Given problem ▸ Rewrite the records below from the line that contains "Target: paved street" through the end of the records, changing "paved street" to "asphalt road" and leaving everything else the same.

Input for this task ▸
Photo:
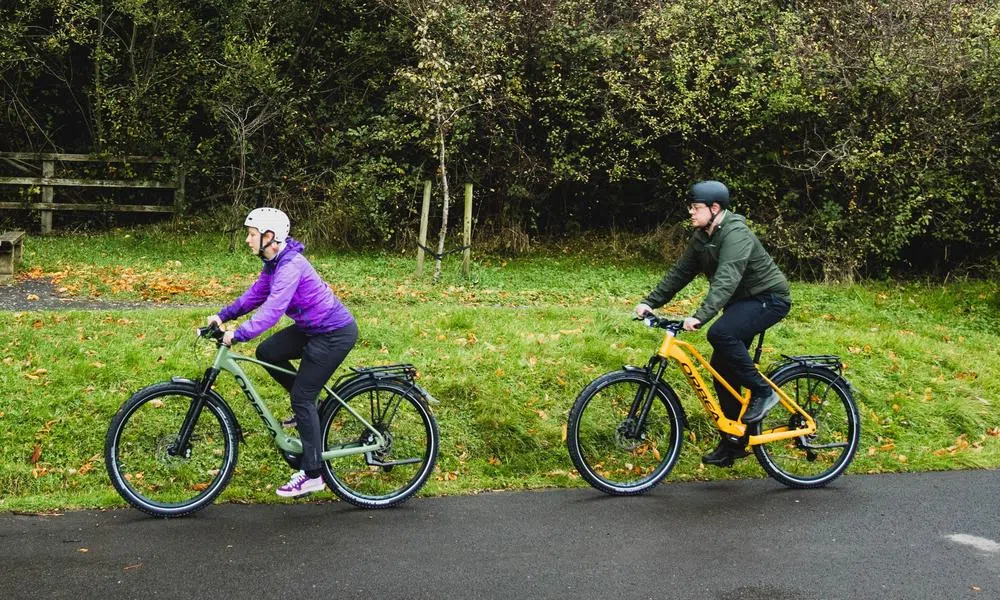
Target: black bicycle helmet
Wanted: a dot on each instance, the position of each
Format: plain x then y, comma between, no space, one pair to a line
709,192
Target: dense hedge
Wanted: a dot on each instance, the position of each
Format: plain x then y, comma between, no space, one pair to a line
856,135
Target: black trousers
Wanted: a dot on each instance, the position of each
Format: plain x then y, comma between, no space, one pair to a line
731,336
321,355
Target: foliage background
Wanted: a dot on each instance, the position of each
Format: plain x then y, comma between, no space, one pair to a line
858,136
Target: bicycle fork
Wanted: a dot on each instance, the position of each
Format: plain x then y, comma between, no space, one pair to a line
181,446
643,402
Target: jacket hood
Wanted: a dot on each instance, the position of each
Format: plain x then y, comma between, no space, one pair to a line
292,247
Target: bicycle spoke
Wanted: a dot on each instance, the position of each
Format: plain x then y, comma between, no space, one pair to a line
811,460
387,476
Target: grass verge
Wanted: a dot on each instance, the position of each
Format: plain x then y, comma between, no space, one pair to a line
505,353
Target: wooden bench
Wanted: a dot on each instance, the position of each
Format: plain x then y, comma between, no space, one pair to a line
10,253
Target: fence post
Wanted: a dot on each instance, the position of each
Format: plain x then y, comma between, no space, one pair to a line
425,212
467,231
179,191
48,170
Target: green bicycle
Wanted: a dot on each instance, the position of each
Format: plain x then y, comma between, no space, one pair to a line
171,448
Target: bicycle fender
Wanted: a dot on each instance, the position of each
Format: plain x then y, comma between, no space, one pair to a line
809,363
664,388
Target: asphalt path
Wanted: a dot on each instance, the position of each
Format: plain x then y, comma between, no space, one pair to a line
929,535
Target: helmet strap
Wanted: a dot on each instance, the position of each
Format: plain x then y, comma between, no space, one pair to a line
260,251
714,218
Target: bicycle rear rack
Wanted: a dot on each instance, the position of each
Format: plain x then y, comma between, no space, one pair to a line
407,370
830,361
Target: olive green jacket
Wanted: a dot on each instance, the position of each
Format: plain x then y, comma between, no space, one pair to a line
733,260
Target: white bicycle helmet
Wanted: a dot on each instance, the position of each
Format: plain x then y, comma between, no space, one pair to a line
269,219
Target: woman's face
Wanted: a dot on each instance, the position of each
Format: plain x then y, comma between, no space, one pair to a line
253,239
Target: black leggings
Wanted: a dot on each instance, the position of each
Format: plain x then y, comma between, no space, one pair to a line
321,355
731,336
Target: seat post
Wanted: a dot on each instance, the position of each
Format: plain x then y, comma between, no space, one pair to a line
760,348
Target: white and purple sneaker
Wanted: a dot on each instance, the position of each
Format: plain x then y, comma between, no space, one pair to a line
301,484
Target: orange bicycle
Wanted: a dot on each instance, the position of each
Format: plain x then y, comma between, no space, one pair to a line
625,428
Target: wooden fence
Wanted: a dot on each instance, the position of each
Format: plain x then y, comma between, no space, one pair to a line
48,182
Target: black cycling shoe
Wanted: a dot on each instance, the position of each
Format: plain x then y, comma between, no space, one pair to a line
759,406
725,453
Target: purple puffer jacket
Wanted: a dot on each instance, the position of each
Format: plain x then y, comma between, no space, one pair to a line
288,284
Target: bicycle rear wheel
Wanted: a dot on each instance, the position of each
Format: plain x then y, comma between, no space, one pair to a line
610,449
147,468
815,460
390,476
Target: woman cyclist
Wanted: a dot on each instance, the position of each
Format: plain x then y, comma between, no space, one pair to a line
322,335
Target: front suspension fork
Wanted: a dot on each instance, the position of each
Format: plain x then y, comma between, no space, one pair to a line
643,403
181,446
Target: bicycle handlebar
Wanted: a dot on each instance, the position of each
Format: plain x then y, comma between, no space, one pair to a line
672,325
212,331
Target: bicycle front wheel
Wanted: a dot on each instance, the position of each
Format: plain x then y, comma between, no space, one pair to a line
815,460
147,467
610,448
387,477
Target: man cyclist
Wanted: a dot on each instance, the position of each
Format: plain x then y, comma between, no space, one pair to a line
749,289
324,331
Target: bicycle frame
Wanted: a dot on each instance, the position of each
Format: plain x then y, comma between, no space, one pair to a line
681,352
227,360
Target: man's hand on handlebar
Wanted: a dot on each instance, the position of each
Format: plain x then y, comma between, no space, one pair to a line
642,309
690,324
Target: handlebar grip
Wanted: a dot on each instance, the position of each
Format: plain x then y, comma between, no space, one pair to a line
213,331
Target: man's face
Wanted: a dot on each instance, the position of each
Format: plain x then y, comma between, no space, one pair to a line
701,214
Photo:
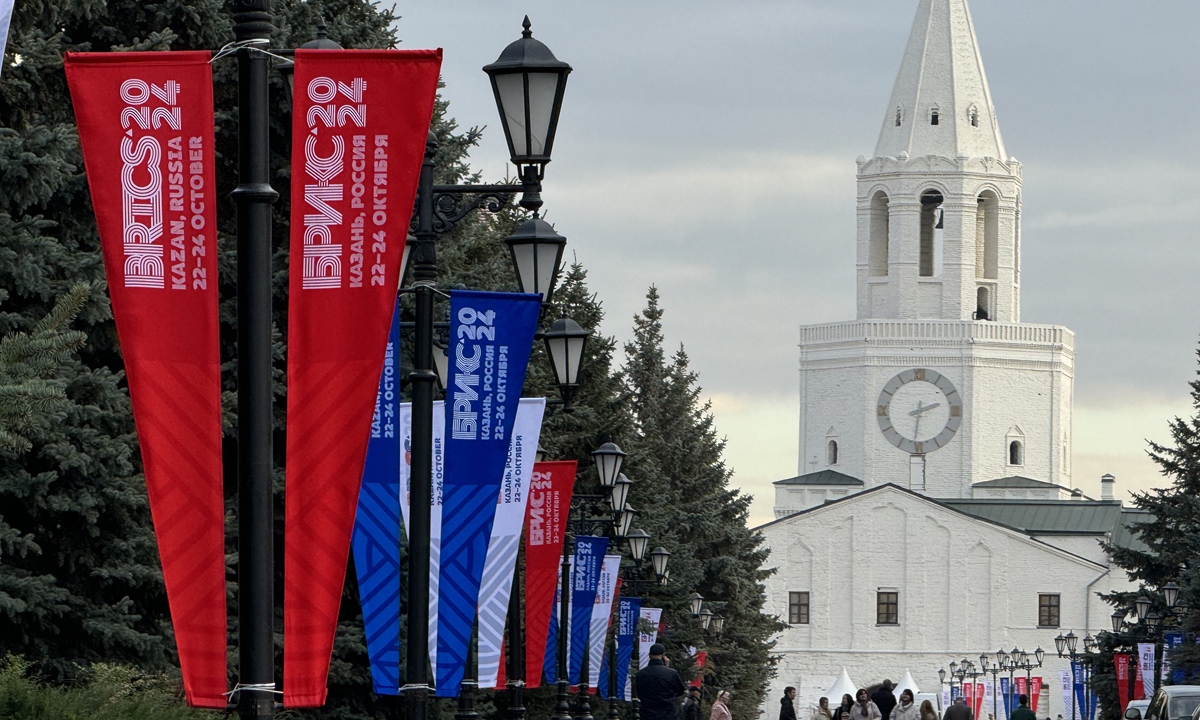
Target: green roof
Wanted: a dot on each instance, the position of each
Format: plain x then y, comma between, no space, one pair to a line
1044,517
821,478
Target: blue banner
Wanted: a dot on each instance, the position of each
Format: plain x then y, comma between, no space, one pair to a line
491,337
627,623
585,579
376,539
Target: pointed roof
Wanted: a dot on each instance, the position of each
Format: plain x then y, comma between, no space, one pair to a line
941,71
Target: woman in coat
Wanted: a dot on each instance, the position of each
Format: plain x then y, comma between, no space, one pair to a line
864,708
905,709
720,707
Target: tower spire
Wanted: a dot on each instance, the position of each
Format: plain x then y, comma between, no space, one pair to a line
941,103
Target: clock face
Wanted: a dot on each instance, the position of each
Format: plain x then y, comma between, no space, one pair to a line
919,411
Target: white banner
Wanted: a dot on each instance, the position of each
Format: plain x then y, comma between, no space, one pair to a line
601,616
406,481
499,567
652,615
1146,663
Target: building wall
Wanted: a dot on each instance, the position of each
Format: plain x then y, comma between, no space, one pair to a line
965,587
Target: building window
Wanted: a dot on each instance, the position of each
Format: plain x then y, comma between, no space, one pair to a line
798,609
887,607
1048,611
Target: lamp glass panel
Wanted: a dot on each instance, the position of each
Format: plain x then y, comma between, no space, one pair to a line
510,88
543,87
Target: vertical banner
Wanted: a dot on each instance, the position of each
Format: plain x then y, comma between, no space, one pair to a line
406,483
550,503
359,123
585,581
376,541
1146,666
492,337
1121,665
652,616
499,568
145,125
601,616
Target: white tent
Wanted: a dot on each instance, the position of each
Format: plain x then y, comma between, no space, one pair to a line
843,687
906,683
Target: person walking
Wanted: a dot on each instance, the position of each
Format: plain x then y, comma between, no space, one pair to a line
843,711
787,705
906,709
658,687
959,711
1023,712
864,708
885,700
721,707
822,712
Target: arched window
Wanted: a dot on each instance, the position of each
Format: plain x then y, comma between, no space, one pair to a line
1015,454
931,223
877,251
988,235
983,304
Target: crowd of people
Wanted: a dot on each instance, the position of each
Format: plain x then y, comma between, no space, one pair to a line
883,705
659,688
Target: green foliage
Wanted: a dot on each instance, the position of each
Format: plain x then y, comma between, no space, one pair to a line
107,693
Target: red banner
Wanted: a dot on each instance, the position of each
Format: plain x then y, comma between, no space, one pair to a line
550,504
145,125
1121,663
360,120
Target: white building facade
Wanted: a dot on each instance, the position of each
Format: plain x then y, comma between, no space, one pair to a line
933,517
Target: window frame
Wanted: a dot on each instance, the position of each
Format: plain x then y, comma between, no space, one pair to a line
799,605
882,605
1045,610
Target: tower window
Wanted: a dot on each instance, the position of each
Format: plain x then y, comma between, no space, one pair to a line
931,223
1015,453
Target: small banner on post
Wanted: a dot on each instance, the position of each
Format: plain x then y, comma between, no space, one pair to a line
550,503
491,336
359,125
376,540
499,568
145,125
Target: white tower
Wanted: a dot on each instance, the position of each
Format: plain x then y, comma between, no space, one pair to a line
937,385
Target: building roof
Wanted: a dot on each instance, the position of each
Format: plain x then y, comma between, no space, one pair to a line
822,478
941,70
1045,517
1018,481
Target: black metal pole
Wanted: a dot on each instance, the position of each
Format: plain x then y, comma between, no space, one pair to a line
516,646
256,517
563,705
417,663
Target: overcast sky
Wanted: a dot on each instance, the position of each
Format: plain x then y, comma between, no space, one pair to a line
708,148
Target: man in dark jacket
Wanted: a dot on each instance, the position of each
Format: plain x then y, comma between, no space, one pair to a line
787,705
658,687
959,711
691,705
885,700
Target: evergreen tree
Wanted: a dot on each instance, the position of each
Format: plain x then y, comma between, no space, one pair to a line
682,490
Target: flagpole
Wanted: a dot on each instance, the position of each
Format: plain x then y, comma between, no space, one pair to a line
256,517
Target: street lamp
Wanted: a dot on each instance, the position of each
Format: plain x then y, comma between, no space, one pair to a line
537,251
564,345
609,459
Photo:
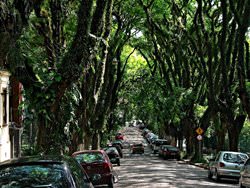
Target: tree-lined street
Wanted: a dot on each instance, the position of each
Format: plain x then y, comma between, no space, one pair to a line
149,171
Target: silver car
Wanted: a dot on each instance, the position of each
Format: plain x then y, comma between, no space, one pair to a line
245,175
227,164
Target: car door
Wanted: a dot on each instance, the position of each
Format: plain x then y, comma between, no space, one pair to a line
246,173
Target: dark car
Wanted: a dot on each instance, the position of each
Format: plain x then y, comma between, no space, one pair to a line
43,171
157,143
117,142
113,154
227,164
245,175
119,136
97,165
137,148
169,152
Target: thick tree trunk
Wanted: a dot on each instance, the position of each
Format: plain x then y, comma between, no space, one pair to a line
96,140
234,130
220,135
87,140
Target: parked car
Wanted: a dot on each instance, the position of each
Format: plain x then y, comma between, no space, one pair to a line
150,136
244,180
169,152
43,171
157,143
119,136
227,164
145,131
113,154
137,148
97,165
117,142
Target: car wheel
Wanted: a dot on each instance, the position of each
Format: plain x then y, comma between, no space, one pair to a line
209,174
111,184
241,186
217,177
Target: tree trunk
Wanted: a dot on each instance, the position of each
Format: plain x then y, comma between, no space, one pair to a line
96,140
87,143
234,130
220,135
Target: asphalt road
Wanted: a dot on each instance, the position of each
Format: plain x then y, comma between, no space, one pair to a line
149,171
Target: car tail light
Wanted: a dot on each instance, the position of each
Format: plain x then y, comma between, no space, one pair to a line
221,164
105,165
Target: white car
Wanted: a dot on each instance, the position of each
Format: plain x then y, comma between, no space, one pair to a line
227,164
244,181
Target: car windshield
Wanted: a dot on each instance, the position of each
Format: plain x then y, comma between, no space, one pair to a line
89,157
234,157
172,148
111,150
160,142
45,175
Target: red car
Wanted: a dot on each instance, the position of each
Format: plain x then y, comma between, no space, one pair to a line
169,152
97,165
119,136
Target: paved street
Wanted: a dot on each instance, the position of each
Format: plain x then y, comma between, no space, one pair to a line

Reply ▸
Target: asphalt road
Wanted: a dot on each instance, the position of each
Format: plain x then y, comma between, no space, one pair to a line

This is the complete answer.